> _EXERCISE BRIEF_: Reproduce every line of the entries below word for word, leaving out the pictures.

(Records of labeled points)

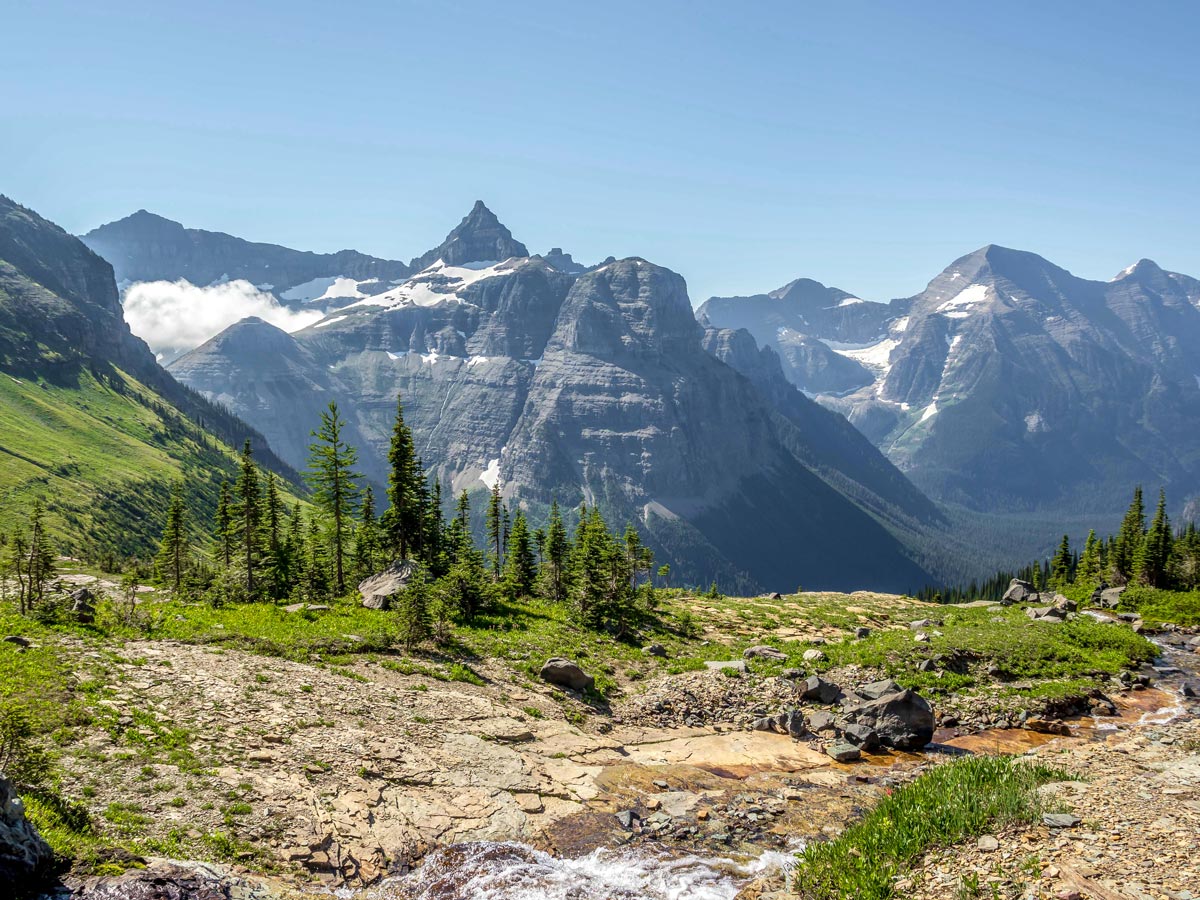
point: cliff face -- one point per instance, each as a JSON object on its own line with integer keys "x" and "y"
{"x": 579, "y": 387}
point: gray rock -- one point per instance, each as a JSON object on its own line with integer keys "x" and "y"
{"x": 1018, "y": 592}
{"x": 24, "y": 857}
{"x": 903, "y": 720}
{"x": 379, "y": 589}
{"x": 735, "y": 664}
{"x": 843, "y": 751}
{"x": 861, "y": 736}
{"x": 567, "y": 675}
{"x": 763, "y": 652}
{"x": 821, "y": 690}
{"x": 877, "y": 689}
{"x": 1061, "y": 820}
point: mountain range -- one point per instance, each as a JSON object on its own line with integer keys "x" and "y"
{"x": 585, "y": 385}
{"x": 89, "y": 420}
{"x": 1009, "y": 384}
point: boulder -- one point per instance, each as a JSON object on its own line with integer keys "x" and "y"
{"x": 877, "y": 689}
{"x": 861, "y": 736}
{"x": 24, "y": 856}
{"x": 903, "y": 720}
{"x": 567, "y": 675}
{"x": 379, "y": 589}
{"x": 1018, "y": 592}
{"x": 763, "y": 652}
{"x": 820, "y": 690}
{"x": 843, "y": 751}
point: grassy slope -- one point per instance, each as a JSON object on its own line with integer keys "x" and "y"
{"x": 103, "y": 456}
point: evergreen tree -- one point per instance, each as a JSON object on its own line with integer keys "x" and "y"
{"x": 1131, "y": 537}
{"x": 496, "y": 531}
{"x": 1156, "y": 549}
{"x": 247, "y": 517}
{"x": 413, "y": 611}
{"x": 520, "y": 568}
{"x": 335, "y": 489}
{"x": 174, "y": 547}
{"x": 1087, "y": 573}
{"x": 402, "y": 520}
{"x": 1061, "y": 565}
{"x": 225, "y": 535}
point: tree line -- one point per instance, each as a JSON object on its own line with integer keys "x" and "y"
{"x": 1141, "y": 553}
{"x": 261, "y": 550}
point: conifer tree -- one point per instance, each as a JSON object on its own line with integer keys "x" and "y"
{"x": 496, "y": 531}
{"x": 520, "y": 568}
{"x": 174, "y": 547}
{"x": 225, "y": 535}
{"x": 246, "y": 515}
{"x": 1060, "y": 567}
{"x": 402, "y": 519}
{"x": 1087, "y": 573}
{"x": 1156, "y": 549}
{"x": 1131, "y": 537}
{"x": 335, "y": 489}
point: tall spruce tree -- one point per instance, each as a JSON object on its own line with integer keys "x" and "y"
{"x": 402, "y": 520}
{"x": 335, "y": 489}
{"x": 174, "y": 549}
{"x": 247, "y": 514}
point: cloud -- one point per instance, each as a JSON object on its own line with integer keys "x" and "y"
{"x": 177, "y": 316}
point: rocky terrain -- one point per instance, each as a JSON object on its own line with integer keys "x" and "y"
{"x": 1008, "y": 383}
{"x": 589, "y": 387}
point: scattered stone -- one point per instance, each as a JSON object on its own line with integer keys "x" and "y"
{"x": 24, "y": 856}
{"x": 567, "y": 675}
{"x": 763, "y": 652}
{"x": 379, "y": 589}
{"x": 1061, "y": 820}
{"x": 843, "y": 751}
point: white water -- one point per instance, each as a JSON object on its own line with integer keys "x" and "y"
{"x": 514, "y": 871}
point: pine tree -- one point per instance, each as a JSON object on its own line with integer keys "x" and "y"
{"x": 174, "y": 547}
{"x": 335, "y": 489}
{"x": 1060, "y": 567}
{"x": 558, "y": 547}
{"x": 225, "y": 535}
{"x": 520, "y": 568}
{"x": 1156, "y": 549}
{"x": 496, "y": 531}
{"x": 1131, "y": 537}
{"x": 246, "y": 515}
{"x": 402, "y": 520}
{"x": 1087, "y": 573}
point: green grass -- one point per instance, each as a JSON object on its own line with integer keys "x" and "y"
{"x": 1156, "y": 607}
{"x": 952, "y": 803}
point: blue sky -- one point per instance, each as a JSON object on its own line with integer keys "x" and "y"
{"x": 864, "y": 144}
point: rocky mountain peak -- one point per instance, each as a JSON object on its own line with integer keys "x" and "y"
{"x": 479, "y": 238}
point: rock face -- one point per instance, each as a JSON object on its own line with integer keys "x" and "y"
{"x": 1008, "y": 383}
{"x": 903, "y": 720}
{"x": 568, "y": 675}
{"x": 24, "y": 856}
{"x": 148, "y": 247}
{"x": 576, "y": 387}
{"x": 379, "y": 589}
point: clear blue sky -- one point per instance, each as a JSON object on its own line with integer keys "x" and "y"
{"x": 864, "y": 144}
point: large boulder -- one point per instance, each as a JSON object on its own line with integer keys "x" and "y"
{"x": 379, "y": 589}
{"x": 24, "y": 857}
{"x": 567, "y": 675}
{"x": 903, "y": 720}
{"x": 1018, "y": 592}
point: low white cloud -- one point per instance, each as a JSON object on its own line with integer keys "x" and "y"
{"x": 177, "y": 316}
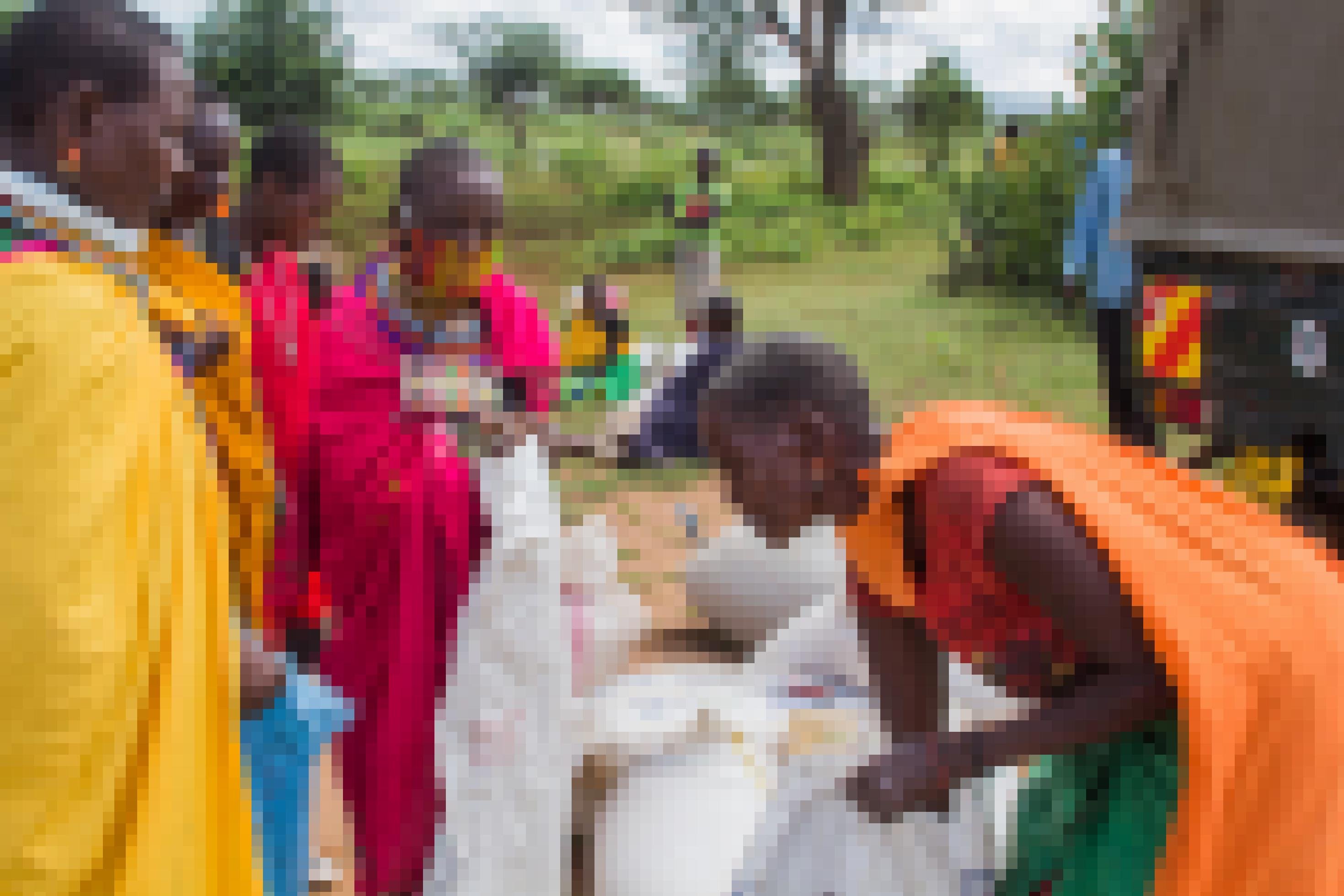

> _REPLY_:
point: cliff face -- one point per instance, each as a JSON object on its own line with integer keys "x" and "y"
{"x": 579, "y": 387}
point: gray rock -- one point per instance, each as a JSON object on its own line with integer keys "x" and "y"
{"x": 1018, "y": 592}
{"x": 24, "y": 857}
{"x": 903, "y": 720}
{"x": 379, "y": 589}
{"x": 735, "y": 664}
{"x": 843, "y": 751}
{"x": 861, "y": 736}
{"x": 567, "y": 675}
{"x": 763, "y": 652}
{"x": 821, "y": 690}
{"x": 877, "y": 689}
{"x": 1061, "y": 820}
point: mountain range -- one point per instance, each as a JSON object on its own line with integer keys "x" and "y"
{"x": 585, "y": 385}
{"x": 89, "y": 420}
{"x": 1009, "y": 384}
point: boulder -- one point per instance, each as a JSON object on its own line with integer keys "x" and "y"
{"x": 877, "y": 689}
{"x": 861, "y": 736}
{"x": 24, "y": 856}
{"x": 903, "y": 720}
{"x": 567, "y": 675}
{"x": 379, "y": 589}
{"x": 1018, "y": 592}
{"x": 763, "y": 652}
{"x": 820, "y": 690}
{"x": 843, "y": 751}
point: grassy slope -- one point per instance, each as a JSON object on its own line with integer keys "x" and "y"
{"x": 103, "y": 456}
point: evergreen tree -- one point per instance, each as a JSON object on its own line with integer keys "x" and "y"
{"x": 1131, "y": 537}
{"x": 496, "y": 531}
{"x": 1156, "y": 549}
{"x": 247, "y": 517}
{"x": 413, "y": 611}
{"x": 520, "y": 568}
{"x": 335, "y": 489}
{"x": 174, "y": 547}
{"x": 1087, "y": 573}
{"x": 402, "y": 520}
{"x": 1061, "y": 565}
{"x": 225, "y": 535}
point: tree line -- one point per instance, each as a JSON object on its own line with integer keys "x" and "y"
{"x": 1141, "y": 553}
{"x": 261, "y": 550}
point: conifer tree -- one point per instance, each as a JSON object on its own line with integer keys "x" and "y"
{"x": 496, "y": 531}
{"x": 520, "y": 568}
{"x": 174, "y": 547}
{"x": 225, "y": 535}
{"x": 246, "y": 515}
{"x": 1060, "y": 567}
{"x": 402, "y": 519}
{"x": 1087, "y": 573}
{"x": 1156, "y": 549}
{"x": 1131, "y": 537}
{"x": 335, "y": 489}
point: tall spruce tree -- one point per instance, each as a JSON object on its own line with integer keys "x" and "y"
{"x": 402, "y": 520}
{"x": 335, "y": 489}
{"x": 174, "y": 549}
{"x": 247, "y": 514}
point: cloud -- one point per instance, each as a JSON object on its own line with integer keys "x" and "y"
{"x": 177, "y": 316}
point: rocky terrain -- one point per instance, each as a JSON object on its own line with integer keys "x" and "y"
{"x": 1008, "y": 383}
{"x": 589, "y": 387}
point: scattered stone -- one point per instance, each as a JSON object on its own line with integer keys "x" and "y"
{"x": 24, "y": 856}
{"x": 567, "y": 675}
{"x": 763, "y": 652}
{"x": 379, "y": 589}
{"x": 1061, "y": 820}
{"x": 843, "y": 751}
point: white water -- one point per instance, each as a JSON object on its own line with integer keys "x" and "y"
{"x": 514, "y": 871}
point: pine tree -- one point per instance, each as a JSON object on its own line with integer keys "x" and "y"
{"x": 174, "y": 547}
{"x": 335, "y": 489}
{"x": 1060, "y": 567}
{"x": 558, "y": 547}
{"x": 225, "y": 535}
{"x": 520, "y": 568}
{"x": 1156, "y": 549}
{"x": 496, "y": 531}
{"x": 1131, "y": 537}
{"x": 246, "y": 515}
{"x": 402, "y": 520}
{"x": 1087, "y": 573}
point: green grass -- one point per instance, each as a JSON object on its own line with integer keys "x" and "y"
{"x": 1156, "y": 607}
{"x": 952, "y": 803}
point: blue sky -- one point per instance, each as a JSON object on its own line with integer keys "x" and "y"
{"x": 864, "y": 144}
point: rocky mountain peak -- one point per instance, each as a JSON object on its own line with integer keys "x" and "y"
{"x": 479, "y": 238}
point: rock face -- one point per instance, each as a JSON object on its own line with integer keys "x" and "y"
{"x": 1008, "y": 383}
{"x": 903, "y": 720}
{"x": 568, "y": 675}
{"x": 24, "y": 856}
{"x": 148, "y": 247}
{"x": 576, "y": 387}
{"x": 379, "y": 589}
point: clear blue sky -- one point per instance, each as a JSON object on its own line with integer keys "x" and "y"
{"x": 864, "y": 144}
point: large boulder -- one point per instance, each as a JSON object on its own line with integer keys "x" and "y"
{"x": 379, "y": 589}
{"x": 24, "y": 857}
{"x": 567, "y": 675}
{"x": 903, "y": 720}
{"x": 1018, "y": 592}
point: low white cloud -- one point per instance, each as a JSON object on its own line with integer keys "x" and "y"
{"x": 177, "y": 316}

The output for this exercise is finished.